── RAW DATA
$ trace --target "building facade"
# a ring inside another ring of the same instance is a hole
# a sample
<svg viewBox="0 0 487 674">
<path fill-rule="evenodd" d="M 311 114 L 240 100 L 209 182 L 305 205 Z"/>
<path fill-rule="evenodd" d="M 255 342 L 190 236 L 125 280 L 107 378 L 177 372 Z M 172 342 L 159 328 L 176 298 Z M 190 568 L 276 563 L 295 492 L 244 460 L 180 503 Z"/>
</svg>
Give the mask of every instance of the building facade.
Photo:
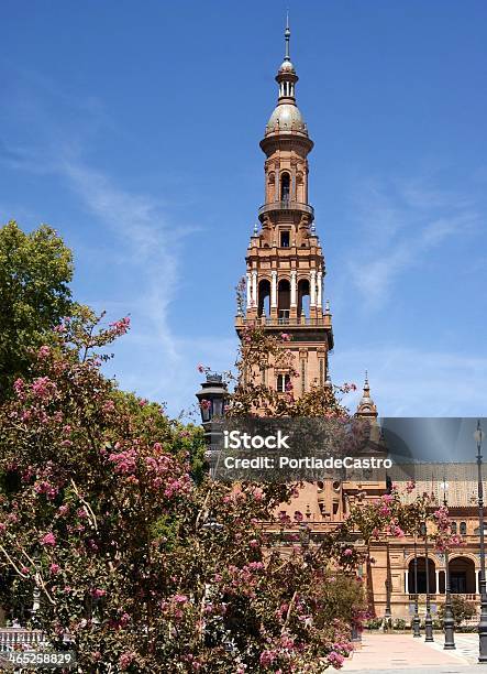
────
(GOAL) Copy all of the lines above exactly, leaving out the picture.

(WORKED ANSWER)
$ trace --target "building facade"
# a ring inside another ring of the same instance is a hole
# a sample
<svg viewBox="0 0 487 674">
<path fill-rule="evenodd" d="M 311 114 L 240 100 L 209 182 L 305 205 Z"/>
<path fill-rule="evenodd" d="M 255 342 L 190 236 L 125 280 L 107 378 L 177 372 Z M 172 342 L 159 328 L 176 298 Z M 190 568 L 276 563 L 295 492 L 244 460 L 180 503 Z"/>
</svg>
Give the mask of every instance of the building facade.
Photo:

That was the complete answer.